*** Block opens ***

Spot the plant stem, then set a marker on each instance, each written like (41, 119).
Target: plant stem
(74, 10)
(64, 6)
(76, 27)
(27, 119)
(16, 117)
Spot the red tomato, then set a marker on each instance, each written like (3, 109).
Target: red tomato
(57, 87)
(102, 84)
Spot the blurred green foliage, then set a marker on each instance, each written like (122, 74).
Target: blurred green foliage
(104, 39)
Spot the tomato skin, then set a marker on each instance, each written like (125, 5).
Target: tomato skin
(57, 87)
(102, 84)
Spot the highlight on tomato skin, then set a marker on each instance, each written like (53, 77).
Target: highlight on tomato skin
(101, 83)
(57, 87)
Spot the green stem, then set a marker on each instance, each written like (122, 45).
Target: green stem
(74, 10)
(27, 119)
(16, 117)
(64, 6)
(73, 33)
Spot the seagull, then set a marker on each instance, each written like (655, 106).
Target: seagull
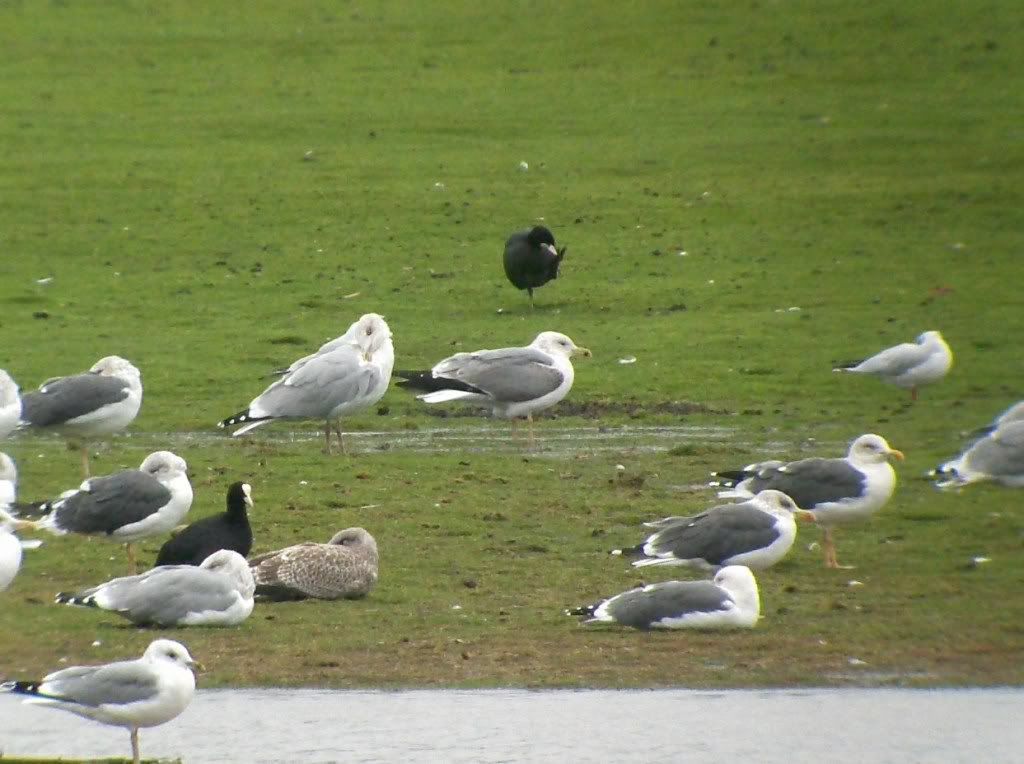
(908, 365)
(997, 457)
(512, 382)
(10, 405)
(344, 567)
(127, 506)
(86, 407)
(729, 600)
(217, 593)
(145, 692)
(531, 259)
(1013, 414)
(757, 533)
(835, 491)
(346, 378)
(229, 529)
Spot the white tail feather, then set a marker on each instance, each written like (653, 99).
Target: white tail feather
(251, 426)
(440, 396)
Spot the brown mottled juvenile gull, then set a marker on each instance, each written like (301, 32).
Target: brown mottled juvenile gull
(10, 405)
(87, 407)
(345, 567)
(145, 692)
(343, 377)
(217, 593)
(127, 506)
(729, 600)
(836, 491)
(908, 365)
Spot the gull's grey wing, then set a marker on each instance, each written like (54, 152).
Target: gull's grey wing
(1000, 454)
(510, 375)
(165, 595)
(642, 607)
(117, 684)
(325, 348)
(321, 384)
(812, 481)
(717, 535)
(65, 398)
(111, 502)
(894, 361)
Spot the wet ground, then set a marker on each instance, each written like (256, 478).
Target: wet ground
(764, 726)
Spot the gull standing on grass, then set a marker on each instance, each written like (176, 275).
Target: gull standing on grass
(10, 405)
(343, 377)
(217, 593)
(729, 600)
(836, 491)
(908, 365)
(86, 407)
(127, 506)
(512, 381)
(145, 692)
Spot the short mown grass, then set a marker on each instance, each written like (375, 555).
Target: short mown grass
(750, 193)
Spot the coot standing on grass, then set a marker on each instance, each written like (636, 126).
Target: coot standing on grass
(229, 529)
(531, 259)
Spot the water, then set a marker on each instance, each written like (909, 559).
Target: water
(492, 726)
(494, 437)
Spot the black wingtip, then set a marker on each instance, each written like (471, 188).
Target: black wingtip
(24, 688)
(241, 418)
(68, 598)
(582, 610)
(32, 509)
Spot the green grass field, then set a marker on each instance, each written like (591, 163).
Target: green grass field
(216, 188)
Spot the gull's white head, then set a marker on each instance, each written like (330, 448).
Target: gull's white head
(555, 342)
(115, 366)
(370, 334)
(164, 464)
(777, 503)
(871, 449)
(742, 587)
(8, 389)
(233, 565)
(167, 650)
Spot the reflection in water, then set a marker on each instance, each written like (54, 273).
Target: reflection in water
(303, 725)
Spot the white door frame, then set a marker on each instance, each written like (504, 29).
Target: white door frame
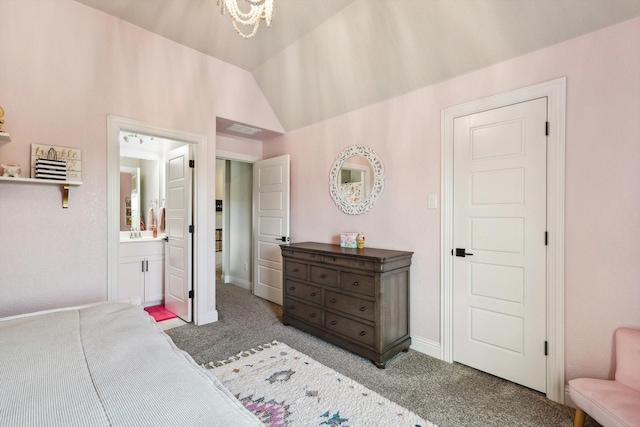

*** Block closes ***
*** Block opens ***

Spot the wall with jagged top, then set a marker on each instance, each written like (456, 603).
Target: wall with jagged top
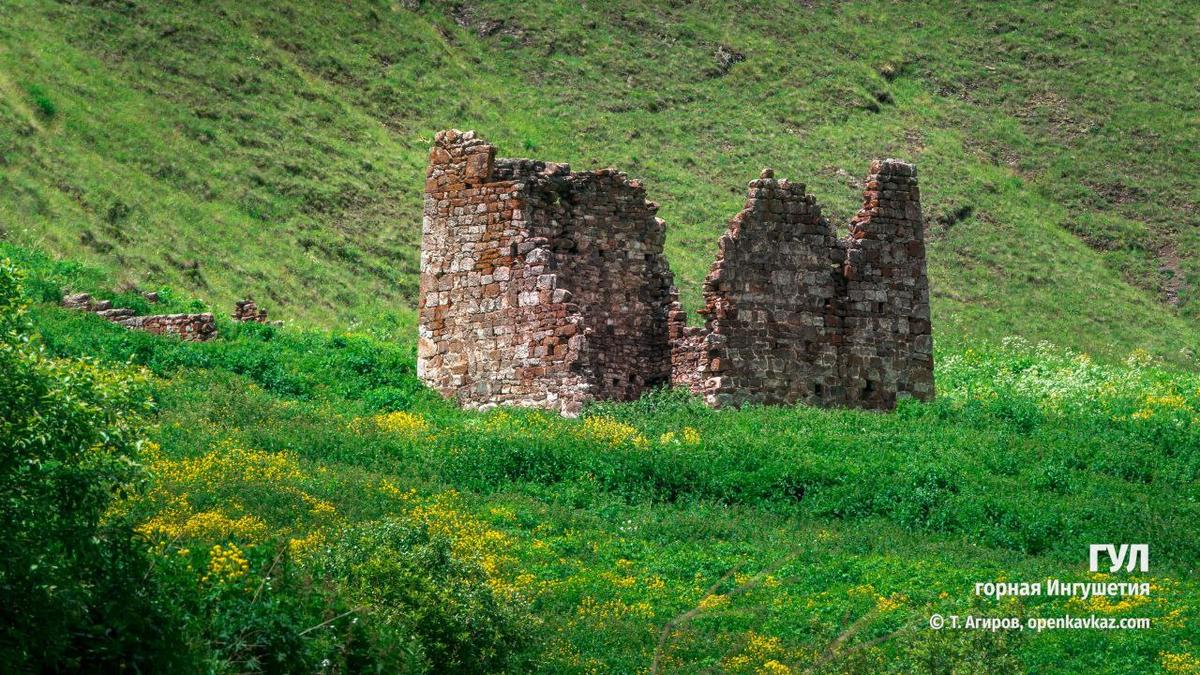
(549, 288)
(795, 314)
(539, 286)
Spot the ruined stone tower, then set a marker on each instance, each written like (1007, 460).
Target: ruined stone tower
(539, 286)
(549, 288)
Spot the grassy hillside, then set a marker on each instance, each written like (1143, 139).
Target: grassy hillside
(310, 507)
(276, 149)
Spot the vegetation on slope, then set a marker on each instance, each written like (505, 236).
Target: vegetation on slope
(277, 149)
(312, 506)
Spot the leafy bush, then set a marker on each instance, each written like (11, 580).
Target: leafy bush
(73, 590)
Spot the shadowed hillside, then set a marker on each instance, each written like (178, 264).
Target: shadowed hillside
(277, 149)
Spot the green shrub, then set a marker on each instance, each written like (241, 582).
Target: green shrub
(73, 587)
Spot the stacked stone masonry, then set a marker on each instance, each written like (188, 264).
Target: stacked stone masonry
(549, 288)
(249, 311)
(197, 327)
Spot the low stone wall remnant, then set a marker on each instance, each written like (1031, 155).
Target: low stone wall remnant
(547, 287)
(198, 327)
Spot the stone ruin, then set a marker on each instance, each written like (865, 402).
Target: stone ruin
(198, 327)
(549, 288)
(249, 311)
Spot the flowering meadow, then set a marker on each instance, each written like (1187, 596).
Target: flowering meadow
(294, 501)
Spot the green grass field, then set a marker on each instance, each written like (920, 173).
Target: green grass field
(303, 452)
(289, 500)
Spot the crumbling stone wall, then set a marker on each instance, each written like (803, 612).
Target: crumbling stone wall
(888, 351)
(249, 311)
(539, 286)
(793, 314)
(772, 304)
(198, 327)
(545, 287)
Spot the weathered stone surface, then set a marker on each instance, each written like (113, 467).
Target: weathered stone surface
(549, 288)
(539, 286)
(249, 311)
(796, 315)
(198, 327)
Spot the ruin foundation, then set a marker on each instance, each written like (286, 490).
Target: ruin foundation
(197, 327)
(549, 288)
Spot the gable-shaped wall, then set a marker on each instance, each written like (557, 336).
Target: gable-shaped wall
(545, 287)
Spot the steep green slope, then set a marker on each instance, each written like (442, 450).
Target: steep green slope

*** Block closes ***

**WHAT TO PRODUCE:**
Please filter the entries above down to the lines holding "frame" and copy them.

**ANSWER SPACE:**
Spot the white door frame, then set a marker on each instance, each written like (504, 29).
Target: white door frame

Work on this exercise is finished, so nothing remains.